Data records:
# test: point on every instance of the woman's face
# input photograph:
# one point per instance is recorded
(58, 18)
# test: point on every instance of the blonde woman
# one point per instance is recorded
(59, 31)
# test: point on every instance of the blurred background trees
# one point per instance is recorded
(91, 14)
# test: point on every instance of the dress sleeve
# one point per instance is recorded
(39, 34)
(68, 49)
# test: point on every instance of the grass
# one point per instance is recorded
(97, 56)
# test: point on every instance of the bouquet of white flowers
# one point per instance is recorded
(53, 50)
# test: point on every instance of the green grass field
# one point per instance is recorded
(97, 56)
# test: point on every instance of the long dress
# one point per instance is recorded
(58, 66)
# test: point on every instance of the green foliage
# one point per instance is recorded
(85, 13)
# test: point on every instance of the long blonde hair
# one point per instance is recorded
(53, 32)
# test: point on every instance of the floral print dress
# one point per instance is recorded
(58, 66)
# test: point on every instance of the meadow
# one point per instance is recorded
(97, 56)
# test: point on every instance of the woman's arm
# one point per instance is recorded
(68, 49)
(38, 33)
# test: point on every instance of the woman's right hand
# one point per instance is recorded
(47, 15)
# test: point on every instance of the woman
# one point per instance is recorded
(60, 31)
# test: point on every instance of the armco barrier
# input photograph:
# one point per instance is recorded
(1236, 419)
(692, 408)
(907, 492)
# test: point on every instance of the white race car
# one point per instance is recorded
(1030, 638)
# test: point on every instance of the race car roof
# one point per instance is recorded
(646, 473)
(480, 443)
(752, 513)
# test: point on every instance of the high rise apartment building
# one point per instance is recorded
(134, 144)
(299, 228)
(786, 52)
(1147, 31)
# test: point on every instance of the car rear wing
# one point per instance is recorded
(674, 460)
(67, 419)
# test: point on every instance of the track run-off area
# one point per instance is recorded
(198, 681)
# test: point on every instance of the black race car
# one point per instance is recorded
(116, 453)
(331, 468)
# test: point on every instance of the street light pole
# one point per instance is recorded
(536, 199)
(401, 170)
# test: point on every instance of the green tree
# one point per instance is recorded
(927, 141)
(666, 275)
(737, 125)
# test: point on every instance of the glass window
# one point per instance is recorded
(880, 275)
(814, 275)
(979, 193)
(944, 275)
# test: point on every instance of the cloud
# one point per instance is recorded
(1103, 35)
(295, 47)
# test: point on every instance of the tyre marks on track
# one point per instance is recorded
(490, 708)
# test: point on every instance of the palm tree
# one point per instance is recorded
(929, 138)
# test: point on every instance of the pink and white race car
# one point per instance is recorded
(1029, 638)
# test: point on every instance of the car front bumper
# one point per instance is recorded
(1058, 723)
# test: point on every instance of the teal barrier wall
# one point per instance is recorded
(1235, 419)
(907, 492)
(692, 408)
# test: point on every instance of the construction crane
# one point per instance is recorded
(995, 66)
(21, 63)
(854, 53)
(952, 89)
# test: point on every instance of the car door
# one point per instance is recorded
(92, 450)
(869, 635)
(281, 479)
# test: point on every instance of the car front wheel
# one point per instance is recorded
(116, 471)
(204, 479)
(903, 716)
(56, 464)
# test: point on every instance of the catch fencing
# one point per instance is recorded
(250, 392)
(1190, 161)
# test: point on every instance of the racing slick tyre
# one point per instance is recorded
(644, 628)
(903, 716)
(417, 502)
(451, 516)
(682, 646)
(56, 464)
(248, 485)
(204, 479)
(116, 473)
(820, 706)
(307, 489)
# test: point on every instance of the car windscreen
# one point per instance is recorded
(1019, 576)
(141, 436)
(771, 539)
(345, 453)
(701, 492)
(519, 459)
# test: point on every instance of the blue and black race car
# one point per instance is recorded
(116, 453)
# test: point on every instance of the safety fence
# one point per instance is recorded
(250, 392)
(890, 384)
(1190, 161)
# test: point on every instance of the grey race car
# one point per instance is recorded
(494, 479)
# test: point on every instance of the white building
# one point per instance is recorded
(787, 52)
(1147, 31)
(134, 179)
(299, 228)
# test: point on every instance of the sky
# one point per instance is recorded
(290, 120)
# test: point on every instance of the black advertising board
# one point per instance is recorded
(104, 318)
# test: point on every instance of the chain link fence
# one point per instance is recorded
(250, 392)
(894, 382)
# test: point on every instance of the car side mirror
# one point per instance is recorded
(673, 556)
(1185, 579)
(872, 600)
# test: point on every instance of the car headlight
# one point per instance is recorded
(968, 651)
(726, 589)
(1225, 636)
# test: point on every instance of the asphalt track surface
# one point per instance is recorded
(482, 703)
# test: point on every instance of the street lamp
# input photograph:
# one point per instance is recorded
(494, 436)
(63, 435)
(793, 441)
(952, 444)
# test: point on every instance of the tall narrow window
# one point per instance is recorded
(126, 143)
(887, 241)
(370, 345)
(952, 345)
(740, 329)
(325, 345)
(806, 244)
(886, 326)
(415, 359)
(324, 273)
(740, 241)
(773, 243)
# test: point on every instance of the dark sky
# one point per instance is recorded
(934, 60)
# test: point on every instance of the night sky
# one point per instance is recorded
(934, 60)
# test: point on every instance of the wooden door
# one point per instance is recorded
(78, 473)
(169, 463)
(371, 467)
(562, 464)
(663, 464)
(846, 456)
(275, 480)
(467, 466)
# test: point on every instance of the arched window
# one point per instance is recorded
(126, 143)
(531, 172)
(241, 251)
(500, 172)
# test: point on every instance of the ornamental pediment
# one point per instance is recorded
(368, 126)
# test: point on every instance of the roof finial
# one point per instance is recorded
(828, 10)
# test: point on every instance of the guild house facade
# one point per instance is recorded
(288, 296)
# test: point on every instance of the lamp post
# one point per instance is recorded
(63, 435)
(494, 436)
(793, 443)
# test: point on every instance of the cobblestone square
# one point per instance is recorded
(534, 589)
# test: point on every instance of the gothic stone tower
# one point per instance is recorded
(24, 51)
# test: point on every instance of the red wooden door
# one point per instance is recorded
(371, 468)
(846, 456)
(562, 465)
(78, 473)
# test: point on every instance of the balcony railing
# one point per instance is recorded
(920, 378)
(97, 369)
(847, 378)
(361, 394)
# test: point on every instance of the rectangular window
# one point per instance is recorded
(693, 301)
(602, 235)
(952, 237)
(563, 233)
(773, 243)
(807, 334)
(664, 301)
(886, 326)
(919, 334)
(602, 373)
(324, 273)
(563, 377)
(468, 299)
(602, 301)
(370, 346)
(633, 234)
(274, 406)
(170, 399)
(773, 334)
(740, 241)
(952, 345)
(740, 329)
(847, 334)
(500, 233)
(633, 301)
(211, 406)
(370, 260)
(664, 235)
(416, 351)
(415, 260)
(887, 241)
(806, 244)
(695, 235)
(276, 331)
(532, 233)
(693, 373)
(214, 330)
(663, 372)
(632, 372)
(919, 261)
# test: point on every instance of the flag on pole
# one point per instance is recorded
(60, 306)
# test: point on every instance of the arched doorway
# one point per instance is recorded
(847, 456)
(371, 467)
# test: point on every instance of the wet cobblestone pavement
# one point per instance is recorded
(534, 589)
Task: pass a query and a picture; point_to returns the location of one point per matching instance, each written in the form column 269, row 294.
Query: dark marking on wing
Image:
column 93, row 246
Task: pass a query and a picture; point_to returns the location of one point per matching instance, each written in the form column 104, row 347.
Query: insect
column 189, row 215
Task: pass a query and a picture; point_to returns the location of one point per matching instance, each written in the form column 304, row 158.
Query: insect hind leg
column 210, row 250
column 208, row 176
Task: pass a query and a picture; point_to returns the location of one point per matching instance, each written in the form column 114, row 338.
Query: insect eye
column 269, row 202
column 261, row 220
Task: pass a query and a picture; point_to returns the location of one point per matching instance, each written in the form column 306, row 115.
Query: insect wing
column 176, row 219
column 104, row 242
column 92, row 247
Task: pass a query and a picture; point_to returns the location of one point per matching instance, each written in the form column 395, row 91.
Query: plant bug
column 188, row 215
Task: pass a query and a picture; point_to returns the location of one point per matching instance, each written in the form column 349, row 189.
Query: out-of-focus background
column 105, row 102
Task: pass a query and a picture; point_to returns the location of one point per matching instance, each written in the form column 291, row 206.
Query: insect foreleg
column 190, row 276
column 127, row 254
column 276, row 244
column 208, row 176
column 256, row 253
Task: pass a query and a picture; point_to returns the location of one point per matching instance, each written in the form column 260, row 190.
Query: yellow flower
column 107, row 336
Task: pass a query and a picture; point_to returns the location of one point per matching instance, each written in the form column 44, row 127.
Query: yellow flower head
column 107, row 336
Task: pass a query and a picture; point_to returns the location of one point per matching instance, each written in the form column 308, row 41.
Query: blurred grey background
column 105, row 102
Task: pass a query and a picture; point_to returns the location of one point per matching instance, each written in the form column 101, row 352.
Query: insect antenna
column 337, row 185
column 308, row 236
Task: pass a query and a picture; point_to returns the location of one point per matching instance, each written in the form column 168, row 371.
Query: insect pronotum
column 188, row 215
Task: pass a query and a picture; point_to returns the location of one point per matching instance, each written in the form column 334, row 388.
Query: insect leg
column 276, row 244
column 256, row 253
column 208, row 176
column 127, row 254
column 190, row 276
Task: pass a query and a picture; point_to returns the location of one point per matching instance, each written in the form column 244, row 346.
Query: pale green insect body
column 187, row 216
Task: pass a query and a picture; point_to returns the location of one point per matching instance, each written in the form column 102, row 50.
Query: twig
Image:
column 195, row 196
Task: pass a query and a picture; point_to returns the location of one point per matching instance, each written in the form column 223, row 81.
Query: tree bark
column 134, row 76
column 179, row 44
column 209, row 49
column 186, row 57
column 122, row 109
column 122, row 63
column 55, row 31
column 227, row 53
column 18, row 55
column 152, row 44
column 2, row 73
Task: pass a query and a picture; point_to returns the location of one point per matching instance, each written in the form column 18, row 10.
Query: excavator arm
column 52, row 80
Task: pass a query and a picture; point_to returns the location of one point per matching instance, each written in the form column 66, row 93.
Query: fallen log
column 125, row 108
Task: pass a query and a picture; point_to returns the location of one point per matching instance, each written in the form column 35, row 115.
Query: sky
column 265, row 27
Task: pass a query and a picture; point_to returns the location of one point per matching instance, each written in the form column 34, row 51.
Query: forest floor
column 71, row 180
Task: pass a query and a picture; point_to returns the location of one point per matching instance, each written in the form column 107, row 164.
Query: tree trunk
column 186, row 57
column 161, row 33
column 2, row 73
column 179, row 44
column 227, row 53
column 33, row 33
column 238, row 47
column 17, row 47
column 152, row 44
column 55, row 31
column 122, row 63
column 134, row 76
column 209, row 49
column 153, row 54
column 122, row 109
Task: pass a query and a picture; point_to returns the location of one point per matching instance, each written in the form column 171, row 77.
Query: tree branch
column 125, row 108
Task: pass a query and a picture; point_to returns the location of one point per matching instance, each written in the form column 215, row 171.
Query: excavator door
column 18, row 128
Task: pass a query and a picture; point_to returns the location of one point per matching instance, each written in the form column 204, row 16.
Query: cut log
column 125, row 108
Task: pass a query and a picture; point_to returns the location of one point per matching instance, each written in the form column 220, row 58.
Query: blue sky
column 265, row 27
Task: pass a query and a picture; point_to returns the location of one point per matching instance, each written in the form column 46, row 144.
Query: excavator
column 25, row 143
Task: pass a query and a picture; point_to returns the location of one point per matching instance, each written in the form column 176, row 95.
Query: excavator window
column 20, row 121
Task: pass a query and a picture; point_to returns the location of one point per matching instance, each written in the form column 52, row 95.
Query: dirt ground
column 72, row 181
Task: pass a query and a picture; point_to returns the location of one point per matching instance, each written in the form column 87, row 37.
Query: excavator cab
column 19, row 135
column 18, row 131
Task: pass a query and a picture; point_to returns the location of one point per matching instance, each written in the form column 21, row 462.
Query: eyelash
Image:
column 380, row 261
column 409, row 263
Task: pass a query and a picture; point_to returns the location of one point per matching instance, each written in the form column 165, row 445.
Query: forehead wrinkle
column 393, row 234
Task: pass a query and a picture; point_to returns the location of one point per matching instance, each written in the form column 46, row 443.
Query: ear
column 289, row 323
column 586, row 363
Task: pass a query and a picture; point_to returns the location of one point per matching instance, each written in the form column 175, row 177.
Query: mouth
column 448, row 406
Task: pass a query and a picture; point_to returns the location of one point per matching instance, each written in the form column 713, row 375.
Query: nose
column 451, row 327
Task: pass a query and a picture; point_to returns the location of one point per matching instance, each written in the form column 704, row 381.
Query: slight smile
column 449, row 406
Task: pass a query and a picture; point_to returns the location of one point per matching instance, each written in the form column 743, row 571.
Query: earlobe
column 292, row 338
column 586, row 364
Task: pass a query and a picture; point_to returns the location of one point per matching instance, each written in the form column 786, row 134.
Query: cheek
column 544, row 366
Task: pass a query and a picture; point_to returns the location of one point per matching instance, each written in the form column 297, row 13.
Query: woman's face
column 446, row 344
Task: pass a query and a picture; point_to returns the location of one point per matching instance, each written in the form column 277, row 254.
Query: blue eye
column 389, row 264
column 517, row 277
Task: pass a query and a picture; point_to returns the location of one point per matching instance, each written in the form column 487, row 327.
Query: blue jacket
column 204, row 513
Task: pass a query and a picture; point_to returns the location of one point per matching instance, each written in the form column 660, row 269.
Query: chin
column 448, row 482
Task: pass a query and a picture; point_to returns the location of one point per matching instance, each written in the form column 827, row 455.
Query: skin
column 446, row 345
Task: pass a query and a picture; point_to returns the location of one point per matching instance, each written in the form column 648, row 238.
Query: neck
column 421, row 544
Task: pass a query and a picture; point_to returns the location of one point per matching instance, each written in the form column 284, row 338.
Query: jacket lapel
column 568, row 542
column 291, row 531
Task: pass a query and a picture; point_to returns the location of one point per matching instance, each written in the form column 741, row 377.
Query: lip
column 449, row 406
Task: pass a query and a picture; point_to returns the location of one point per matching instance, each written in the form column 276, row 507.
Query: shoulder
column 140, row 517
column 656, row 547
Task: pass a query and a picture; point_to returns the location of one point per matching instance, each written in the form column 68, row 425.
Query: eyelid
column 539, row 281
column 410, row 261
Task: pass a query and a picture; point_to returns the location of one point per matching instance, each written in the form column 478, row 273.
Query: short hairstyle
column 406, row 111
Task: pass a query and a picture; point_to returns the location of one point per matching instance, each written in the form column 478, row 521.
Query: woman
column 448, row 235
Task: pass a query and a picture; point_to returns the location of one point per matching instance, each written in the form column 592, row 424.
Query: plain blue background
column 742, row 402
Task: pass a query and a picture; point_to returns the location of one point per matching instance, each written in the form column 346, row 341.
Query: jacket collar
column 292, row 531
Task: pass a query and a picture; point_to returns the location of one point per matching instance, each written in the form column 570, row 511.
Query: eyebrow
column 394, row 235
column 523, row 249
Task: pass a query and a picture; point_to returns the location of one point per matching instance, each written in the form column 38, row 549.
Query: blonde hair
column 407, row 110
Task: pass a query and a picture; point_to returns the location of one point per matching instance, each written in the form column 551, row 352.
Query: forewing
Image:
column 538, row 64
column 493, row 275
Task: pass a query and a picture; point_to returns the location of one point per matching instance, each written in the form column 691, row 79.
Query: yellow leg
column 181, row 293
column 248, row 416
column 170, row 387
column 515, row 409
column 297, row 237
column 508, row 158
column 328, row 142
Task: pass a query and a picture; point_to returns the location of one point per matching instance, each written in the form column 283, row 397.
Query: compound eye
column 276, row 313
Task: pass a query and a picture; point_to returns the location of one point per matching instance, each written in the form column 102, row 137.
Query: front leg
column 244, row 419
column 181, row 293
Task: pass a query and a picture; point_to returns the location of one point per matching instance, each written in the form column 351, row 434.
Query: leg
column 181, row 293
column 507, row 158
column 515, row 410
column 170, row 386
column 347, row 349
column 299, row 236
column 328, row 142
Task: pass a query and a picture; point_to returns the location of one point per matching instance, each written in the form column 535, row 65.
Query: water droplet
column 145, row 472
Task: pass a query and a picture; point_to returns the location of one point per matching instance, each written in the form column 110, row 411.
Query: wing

§ **Prompt**: Tell how many lines of the records above hold "tyre", giving the number and nothing else.

§ **Solution**: 2